CHECK YOUR UNDERSTANDING.
1. Condense the paragraph of the article on Heskey's England career that begins "Heskey is no longer punching above his weight" into one shorter sentence, keeping its main facts.
2. Answer the following from the article on Heskey's England career, one answer per line:
(a) How many goals did Heskey score in 43 appearances?
(b) How many goals does Peter Crouch have in his 20 caps?
(c) Which forward has the best record at club level?
3. In one to three sentences, explain why the article on Heskey's England career calls Owen's situation a thankless task.

##### DOCUMENT EXCERPT #####

But in that stretch Heskey scored just two meaningful goals - when both games were all but settled; the fifth in England's famous romp over Germany in Munich, and the third in their 3-0 victory over Denmark at the World Cup in Japan.
His other goals came in friendlies against South Africa, Malta, and during the 4-0 rout of an inexperienced Spanish side. A record of five goals in 43 appearances is a lamentable return for a striker.
At international level a good centre forward should be aiming for roughly one in three. Heskey's strike rate works out at less than one in eight. As such, when a precocious Wayne Rooney exploded onto the scene in Spring 2003, Heskey's England days were numbered.
Even Darius Vassell was preferred as and when a substitute forward was needed at Euro 2004 - hardly a vote of confidence given the then Villa striker's pedigree.
The following year, when he left Anfield for Birmingham, Heskey's International career evaporated - until this week.
Still, it has been three years since Heskey and Owen played together and times have most definitely changed.
Heskey is no longer punching above his weight with a Liverpool side challenging at the top end of the table, with a talented midfield creating chances galore. Instead he has plumbed the depths of the Premier League with Birmingham and Wigan, clubs more concerned with survival.
His strike rate a both clubs makes his stint at Liverpool look lethal.
If he does play, it'll be a very different Michael Owen he lines up alongside too. Despite his protestations of match fitness, the 27-year-old still isn't as sharp as he'd like. In a sense, it's a thankless task for him.
If he scores a couple of goals he'll merely be doing his job, gradually repaying his country for all those matches missed. Fail to hit the net and critics will say he isn't up to it anymore and will never be the same again.
As it is, Peter Crouch is only unavailable for the Israel game and would be the obvious choice to partner Owen against the far bigger task of Gus Hiddink's Russia on Wednesday.
He has 12 goals in his 20 caps, a clutch of those coming against lesser teams like Jamaica, Andorra and Trinidad and Tobago however.
Should Heskey not make the starting XI for Israel, Steve McClaren is not blessed with formidable alternatives. He could persist with Alan Smith, who had a hand in creating Owen's two glorious chances against Germany last month.
The new Magpie is never found lacking in spirit or determination, but has only scored once in 18 caps, and has been operating in midfield for his new club so far this season.
Andy Johnson is never found wanting in terms of effort either, but has hardly been prolific for Everton since his move, scoring 12 goals in 35 games, and has yet to find the net for England in his seven appearances.
Jermain Defoe has the best record at club level, but he hasn't been first choice with Martin Jol for a considerable period of time, and has only recorded three goals in his 24 caps. All of which adds to the burden on Owen.

##### DATASET RECORDS #####

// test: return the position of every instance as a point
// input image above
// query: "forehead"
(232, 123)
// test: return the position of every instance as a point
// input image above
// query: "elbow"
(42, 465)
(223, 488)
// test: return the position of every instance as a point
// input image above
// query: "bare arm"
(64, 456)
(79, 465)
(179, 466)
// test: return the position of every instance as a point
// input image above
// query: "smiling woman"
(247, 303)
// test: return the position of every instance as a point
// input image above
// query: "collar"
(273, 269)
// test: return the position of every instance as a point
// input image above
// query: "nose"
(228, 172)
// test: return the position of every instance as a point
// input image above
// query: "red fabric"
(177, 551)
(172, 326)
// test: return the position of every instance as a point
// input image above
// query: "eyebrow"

#####

TASK RESULTS.
1. Heskey no longer plays for a Liverpool side challenging near the top of the table with a midfield creating many chances; he has instead played at the bottom of the Premier League with Birmingham and Wigan, clubs focused on survival.

2.
(a) Five
(b) 12
(c) Jermain Defoe

3. If Owen scores a couple of goals, he will merely be seen as doing his job and repaying his country for the matches he missed. If he fails to score, critics will say he is no longer up to it and will never be the same again.